§ **Your instructions**
Find the line that contains "the woman's neck"; then retype it and each line after it, exactly, through the final line of the data below.

**** Records to process ****

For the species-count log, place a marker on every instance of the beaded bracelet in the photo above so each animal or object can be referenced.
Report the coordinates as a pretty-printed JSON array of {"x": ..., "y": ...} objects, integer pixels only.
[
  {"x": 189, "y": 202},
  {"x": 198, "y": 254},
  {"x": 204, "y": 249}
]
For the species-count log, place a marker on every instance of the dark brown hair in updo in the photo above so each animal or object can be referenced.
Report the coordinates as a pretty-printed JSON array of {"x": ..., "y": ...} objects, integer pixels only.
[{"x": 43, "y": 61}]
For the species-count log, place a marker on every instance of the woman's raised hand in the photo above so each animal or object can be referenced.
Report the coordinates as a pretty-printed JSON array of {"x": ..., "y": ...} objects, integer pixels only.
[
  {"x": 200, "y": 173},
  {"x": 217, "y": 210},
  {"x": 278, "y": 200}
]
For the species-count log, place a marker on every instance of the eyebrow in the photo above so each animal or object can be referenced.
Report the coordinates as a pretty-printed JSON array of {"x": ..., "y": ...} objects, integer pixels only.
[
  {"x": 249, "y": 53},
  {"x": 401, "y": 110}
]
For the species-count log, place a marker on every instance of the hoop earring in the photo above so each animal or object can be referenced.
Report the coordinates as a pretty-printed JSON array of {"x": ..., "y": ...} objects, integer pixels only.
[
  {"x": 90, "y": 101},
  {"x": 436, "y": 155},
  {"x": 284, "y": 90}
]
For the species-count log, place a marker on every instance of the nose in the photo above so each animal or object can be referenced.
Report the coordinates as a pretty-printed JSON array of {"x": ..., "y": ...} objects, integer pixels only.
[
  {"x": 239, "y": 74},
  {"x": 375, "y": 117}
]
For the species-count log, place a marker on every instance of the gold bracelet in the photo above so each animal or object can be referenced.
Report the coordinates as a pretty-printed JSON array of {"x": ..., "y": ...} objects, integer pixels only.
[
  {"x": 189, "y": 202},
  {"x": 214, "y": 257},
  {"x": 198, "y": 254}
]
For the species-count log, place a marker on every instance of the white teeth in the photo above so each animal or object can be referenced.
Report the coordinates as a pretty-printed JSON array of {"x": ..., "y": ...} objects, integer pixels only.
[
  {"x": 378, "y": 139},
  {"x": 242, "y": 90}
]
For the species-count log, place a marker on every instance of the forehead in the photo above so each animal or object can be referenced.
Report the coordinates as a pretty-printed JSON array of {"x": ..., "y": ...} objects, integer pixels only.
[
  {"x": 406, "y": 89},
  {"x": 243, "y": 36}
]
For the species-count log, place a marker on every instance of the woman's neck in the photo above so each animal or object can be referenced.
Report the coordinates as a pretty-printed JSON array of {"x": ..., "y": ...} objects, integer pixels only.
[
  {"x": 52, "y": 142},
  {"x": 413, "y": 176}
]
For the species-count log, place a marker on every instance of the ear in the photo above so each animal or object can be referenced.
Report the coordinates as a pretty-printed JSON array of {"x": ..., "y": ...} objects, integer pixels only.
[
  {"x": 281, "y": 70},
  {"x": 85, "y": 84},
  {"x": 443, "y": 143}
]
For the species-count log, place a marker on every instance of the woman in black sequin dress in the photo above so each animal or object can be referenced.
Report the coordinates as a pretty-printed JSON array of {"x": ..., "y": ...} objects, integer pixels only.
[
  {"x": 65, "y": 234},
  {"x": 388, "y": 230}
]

****

§ **Exercise response**
For the species-count log, place a marker on every instance of the woman's neck in the photo above so each animal or object can be referenced.
Report the coordinates as a pretty-printed JSON array of {"x": ..., "y": ...} objects, integer pixels only.
[
  {"x": 52, "y": 142},
  {"x": 413, "y": 176}
]
For the species-count log, place a marker on every instance of the ear in the photo above so each animal or object can be referenced.
Report the coordinates as a pretty-printed JSON array of {"x": ..., "y": ...} objects, integer pixels only.
[
  {"x": 281, "y": 70},
  {"x": 85, "y": 84},
  {"x": 443, "y": 143}
]
For the species-count log, place a marker on every instance of the woman in black sequin dress in the photo above so each animal or object can be referenced.
Report the coordinates as a pretty-printed JSON array of {"x": ..., "y": ...} objects, integer pixels only.
[
  {"x": 65, "y": 234},
  {"x": 388, "y": 230}
]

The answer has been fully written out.